TASK INSTRUCTIONS: Set down every record once more, exactly as given.
____________________
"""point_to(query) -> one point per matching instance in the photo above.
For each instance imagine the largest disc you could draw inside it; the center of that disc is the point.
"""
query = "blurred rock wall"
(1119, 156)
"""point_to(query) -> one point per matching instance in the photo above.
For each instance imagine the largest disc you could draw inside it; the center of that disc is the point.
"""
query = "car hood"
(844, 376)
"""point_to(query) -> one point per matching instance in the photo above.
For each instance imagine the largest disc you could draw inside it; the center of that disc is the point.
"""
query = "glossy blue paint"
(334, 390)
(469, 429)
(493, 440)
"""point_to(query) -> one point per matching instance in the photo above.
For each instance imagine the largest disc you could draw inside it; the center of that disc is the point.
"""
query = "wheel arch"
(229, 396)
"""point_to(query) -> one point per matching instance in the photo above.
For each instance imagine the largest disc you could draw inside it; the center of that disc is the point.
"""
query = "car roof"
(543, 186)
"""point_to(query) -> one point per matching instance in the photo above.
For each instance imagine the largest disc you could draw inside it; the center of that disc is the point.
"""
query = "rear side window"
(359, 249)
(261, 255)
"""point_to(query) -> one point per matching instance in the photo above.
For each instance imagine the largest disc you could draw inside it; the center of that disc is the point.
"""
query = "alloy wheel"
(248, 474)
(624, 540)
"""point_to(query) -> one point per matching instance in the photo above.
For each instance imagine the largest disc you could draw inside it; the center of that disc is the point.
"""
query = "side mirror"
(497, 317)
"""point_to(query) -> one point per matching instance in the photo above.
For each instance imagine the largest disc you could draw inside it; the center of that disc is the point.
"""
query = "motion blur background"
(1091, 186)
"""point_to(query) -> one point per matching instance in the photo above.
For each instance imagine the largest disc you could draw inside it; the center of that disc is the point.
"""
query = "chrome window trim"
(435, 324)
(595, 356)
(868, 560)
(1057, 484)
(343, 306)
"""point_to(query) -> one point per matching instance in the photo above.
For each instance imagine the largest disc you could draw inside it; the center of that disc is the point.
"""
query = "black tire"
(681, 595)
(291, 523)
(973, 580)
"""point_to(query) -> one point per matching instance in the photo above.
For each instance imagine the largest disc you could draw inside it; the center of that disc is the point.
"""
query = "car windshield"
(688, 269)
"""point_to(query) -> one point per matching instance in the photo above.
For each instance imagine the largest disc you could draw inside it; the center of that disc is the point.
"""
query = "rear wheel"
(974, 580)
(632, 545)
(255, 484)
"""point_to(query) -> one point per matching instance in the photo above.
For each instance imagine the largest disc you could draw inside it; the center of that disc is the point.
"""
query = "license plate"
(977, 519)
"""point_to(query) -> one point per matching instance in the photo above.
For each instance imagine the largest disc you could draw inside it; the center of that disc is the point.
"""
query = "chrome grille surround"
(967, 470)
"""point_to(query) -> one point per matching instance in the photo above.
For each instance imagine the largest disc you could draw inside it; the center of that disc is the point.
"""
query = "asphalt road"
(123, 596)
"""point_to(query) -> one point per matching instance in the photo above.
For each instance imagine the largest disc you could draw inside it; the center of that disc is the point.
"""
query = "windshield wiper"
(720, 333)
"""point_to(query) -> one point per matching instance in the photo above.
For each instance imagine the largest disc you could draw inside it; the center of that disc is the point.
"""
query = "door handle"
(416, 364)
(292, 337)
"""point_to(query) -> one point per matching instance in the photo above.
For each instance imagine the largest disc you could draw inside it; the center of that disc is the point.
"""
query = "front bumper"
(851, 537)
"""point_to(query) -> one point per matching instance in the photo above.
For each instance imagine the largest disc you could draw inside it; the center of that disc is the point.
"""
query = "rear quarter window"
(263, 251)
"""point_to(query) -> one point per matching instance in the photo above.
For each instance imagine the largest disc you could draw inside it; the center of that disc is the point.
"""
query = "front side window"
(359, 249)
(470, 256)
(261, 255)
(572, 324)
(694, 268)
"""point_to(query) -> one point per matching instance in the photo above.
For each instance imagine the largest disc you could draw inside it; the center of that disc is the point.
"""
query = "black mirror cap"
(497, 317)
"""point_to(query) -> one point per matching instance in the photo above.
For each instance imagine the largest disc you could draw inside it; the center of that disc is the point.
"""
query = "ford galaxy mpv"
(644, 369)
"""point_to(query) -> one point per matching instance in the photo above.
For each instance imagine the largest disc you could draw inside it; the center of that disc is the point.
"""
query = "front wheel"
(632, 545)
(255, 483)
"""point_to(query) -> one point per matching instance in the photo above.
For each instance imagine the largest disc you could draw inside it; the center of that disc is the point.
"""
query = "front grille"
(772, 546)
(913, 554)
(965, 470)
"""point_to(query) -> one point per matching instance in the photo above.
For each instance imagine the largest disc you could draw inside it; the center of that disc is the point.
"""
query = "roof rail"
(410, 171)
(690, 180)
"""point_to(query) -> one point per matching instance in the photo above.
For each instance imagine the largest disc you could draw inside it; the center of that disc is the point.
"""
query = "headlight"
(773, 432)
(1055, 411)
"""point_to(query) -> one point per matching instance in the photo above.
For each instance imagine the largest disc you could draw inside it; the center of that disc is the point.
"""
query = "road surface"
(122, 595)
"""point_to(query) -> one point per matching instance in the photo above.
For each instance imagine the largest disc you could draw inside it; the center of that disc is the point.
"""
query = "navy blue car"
____________________
WORKED SOLUTION:
"""point_to(query) -> one point per matching instance in the photo above.
For each instance imagine the largest disc you could draw inside it; the center of that disc is the point.
"""
query = "blurred rock wall"
(1119, 156)
"""point_to(query) -> one point per matching instance in the photo above.
For each instance imagine the largest disc you could draw inside it; the center of that disc is the point.
"""
query = "car hood"
(844, 376)
"""point_to(query) -> one point per matching instance in the photo above.
For each instance imagine the largest disc you could draw inside it; the center of that disc is the point.
"""
query = "glossy blue paint"
(334, 390)
(469, 429)
(493, 440)
"""point_to(query) -> one point per matching instance in the photo above.
For each instance imagine the largest disc you could draw inside it; the center of that disc is the point.
"""
query = "wheel arch"
(229, 396)
"""point_to(query) -> one point per matching instance in the photo above.
For each instance imagine the largest disc you could draw inside it; the center of that disc is the point.
"""
query = "car roof"
(543, 186)
"""point_to(query) -> one point per matching instance in the photo above.
For each instance imagine the largest disc you could draw inside it; the center of that disc is the point.
"""
query = "rear side window"
(359, 249)
(261, 255)
"""point_to(query) -> one point per matching instance in the photo above.
For each instance imagine the largest disc you could draw inside it; the center of that disc is the point.
"""
query = "alloy wheel"
(248, 474)
(624, 540)
"""point_to(query) -> one point per matching instance in the photo above.
For each instance imagine the largest disc you could draw inside it; the center of that disc is the point.
"""
query = "side mirror"
(497, 317)
"""point_to(query) -> one point per matching instance in the photo above.
For each instance imagine the largest disc you could draw inside it; the center of that disc is the point.
"""
query = "motion blur background"
(1091, 186)
"""point_to(query) -> one point per matching instance in the photo above.
For each instance imagine the largest disc you could draw inside it; the center of that disc is the point.
"""
query = "chrome window trim"
(435, 324)
(595, 356)
(868, 560)
(1057, 484)
(343, 306)
"""point_to(query) -> one point per matching instance in the photo above.
For each instance imagine the largest disc you could draw inside it; the center of that disc is the point.
"""
query = "black tire"
(681, 595)
(291, 523)
(973, 580)
"""point_to(query) -> one point per matching instance in the photo above.
For each instance imagine the largest disc you could draw inside it; the center of that disc is the point.
"""
query = "car windshield"
(688, 269)
"""point_to(query) -> one point per matching instance in the photo above.
For each instance imagine the largest disc you could draw inside it; the center of that disc is the point.
"""
query = "rear wheel"
(974, 580)
(632, 545)
(255, 484)
"""point_to(query) -> one point per matching instance in the photo above.
For each instance imagine the largest disc you could draw inside it; the center of that disc is the point.
"""
query = "license plate"
(977, 519)
"""point_to(query) -> one point per matching instance in the photo above.
For each instance imagine the largest disc you could draw inside it; the center of that disc is the point.
"""
query = "chrome grille surround"
(967, 470)
"""point_to(query) -> one point per matching instance in the photo above.
For each instance imagine the largest disc you could draw inside it; the center of that disc is the point.
"""
query = "asphalt road"
(123, 596)
"""point_to(query) -> one point per matching instance in the photo above.
For each instance imagine the largest disc you could draw inside it; the center of that disc is the point.
"""
query = "windshield wiper"
(720, 333)
"""point_to(query) -> one point per matching instance in the photo above.
For each instance imagine the largest disc you could draw inside it; the center of that disc is the point.
"""
query = "door handle"
(416, 364)
(292, 337)
"""point_to(query) -> one point per matching instance in the photo above.
For each instance imagine the largest disc you could draw inside it; the center of that disc is the point.
"""
query = "front bumper"
(851, 537)
"""point_to(query) -> one point per matching instance in the photo above.
For each instance imagine the largest disc you could draw inside it; the center of that disc is the point.
"""
query = "rear quarter window"
(263, 251)
"""point_to(query) -> one point per matching instance in the photo above.
For each instance imagine the largest disc you could draw inside it; the center of that disc is the point.
"""
query = "front side window"
(359, 249)
(470, 256)
(261, 255)
(572, 324)
(694, 268)
"""point_to(query) -> one point per matching instance in the photo above.
For each instance imagine the largest disc you could draw inside it; the center of that disc is the point.
"""
query = "black mirror cap"
(497, 317)
"""point_to(query) -> one point per matching instance in the photo above.
For each instance imagine the largest disc you could draw inside it; the center of that disc is the point.
"""
query = "ford galaxy mpv"
(644, 369)
"""point_to(query) -> one point per matching instance in the photo above.
For each instance imagine the largest disc you could draw inside it; the center of that disc is the point.
"""
query = "front wheel"
(632, 545)
(255, 483)
"""point_to(query) -> one point per matching instance in the photo above.
For each instance imagine the largest disc you could draw inside it; the center of that disc is the point.
"""
query = "front grille"
(772, 546)
(913, 554)
(965, 470)
"""point_to(query) -> one point per matching instance in the photo above.
For each instance imagine the largest disc you could draw inside it; the center of that disc is the point.
"""
query = "roof rail"
(410, 171)
(690, 180)
"""point_to(query) -> one point per matching instance in the photo above.
For each instance imagine the largest disc you could draw inside it; the center of that disc is the point.
"""
query = "headlight"
(773, 432)
(1055, 411)
"""point_to(query) -> one point per matching instance in the photo above.
For each instance imagine the largest disc you could draw inside it; the center of that disc is the point.
"""
query = "road surface"
(122, 595)
"""point_to(query) -> one point per matching instance in the photo above.
For each instance imagine the largest disc you could draw inside it; the center of that disc is the point.
"""
query = "navy blue car"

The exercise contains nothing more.